OBJECTIVE A:
In the comment on personal brands and the Statusphere, what does the quoted writer argue the Statusphere will ultimately replace as a traffic driver for the masses?

___ SELECTION

Uhh, I don’t get it. I think Brain has stated what is already clear to most people, the way to increase your status is to make a lot of noise and post a lot of crap (oops, I mean riveting articles). Now what does this audience bring if no one wants to buy any articles, books, E-Books, subscriptions, etc.
IMO, I think this is pretty much what Seth Godin has been saying for quite a while. I don’t see how this saves good reporting. Or did I miss something.
>”The socialization of the Web has given way to the era of personal brands. We are all now responsible for the creation, direction, perception, and management of our online personas, reinforced by what we share and how we interact across The Conversation Prism. This is incredibly poignant for journalists as they not only need to maintain a watchful eye on their media employer but also now compete against a new generation of bloggers and content producers who do not abide by or embody the classical rules and training of journalism.”
>”It’s survival of the fittest predicated by what you stand for and how hungry you are to build and sustain a community around you and your work. What’s taking place right now is an incredible opportunity for good journalists to humanize their stories and project an outward extension of their persona to connect with existing and potential readers at the point of attention aperture, the window of opportunity to engage someone on their own terms and in their own time.”
>”I’d also argue that the Statusphere will ultimately replace bookmarks and RSS feeds as a traffic driver for the masses, as we increasingly rely on friends and peers to serve as our social seismograph for relevant and contextual data.”

______
___ DATA IN THIS EXERCISE

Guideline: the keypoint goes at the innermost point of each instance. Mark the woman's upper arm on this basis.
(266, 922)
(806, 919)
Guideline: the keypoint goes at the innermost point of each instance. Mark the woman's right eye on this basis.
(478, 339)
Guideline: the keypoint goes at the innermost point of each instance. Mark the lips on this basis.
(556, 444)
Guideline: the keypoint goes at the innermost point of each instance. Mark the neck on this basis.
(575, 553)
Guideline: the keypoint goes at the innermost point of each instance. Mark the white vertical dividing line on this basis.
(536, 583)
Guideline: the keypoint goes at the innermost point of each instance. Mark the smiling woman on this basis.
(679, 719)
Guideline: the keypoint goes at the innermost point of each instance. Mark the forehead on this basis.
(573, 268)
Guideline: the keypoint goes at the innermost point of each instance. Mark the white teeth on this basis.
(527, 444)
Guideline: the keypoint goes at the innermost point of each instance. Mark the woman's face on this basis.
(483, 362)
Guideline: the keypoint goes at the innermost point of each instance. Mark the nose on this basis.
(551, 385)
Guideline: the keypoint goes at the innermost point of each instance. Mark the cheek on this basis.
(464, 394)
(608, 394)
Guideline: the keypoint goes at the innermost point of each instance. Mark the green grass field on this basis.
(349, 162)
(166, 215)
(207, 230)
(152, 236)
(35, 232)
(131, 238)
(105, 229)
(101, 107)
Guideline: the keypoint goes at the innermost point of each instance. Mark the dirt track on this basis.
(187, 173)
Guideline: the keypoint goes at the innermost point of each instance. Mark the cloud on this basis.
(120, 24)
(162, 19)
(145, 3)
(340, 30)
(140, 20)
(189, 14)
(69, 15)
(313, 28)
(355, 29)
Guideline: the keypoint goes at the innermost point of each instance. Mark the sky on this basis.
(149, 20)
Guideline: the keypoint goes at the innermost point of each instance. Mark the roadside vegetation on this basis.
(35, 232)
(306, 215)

______

OBJECTIVE B:
Reproduce the entries from the line holding "nose on this basis." through the end of the entries, both ends included, substituting "most central point" for "innermost point" and leaving everything else unchanged.

TASK SOLUTION A:
Bookmarks and RSS feeds.

TASK SOLUTION B:
Guideline: the keypoint goes at the most central point of each instance. Mark the nose on this basis.
(551, 385)
Guideline: the keypoint goes at the most central point of each instance. Mark the cheek on this basis.
(464, 394)
(608, 394)
Guideline: the keypoint goes at the most central point of each instance. Mark the green grass field on this basis.
(349, 162)
(166, 215)
(207, 230)
(152, 236)
(35, 232)
(131, 238)
(105, 229)
(101, 107)
Guideline: the keypoint goes at the most central point of each instance. Mark the dirt track on this basis.
(187, 173)
Guideline: the keypoint goes at the most central point of each instance. Mark the cloud on this basis.
(120, 24)
(162, 19)
(145, 3)
(340, 30)
(140, 20)
(189, 14)
(69, 15)
(313, 28)
(355, 29)
Guideline: the keypoint goes at the most central point of each instance. Mark the sky on this basis.
(149, 20)
Guideline: the keypoint goes at the most central point of each instance. Mark the roadside vegetation on this basis.
(35, 232)
(306, 215)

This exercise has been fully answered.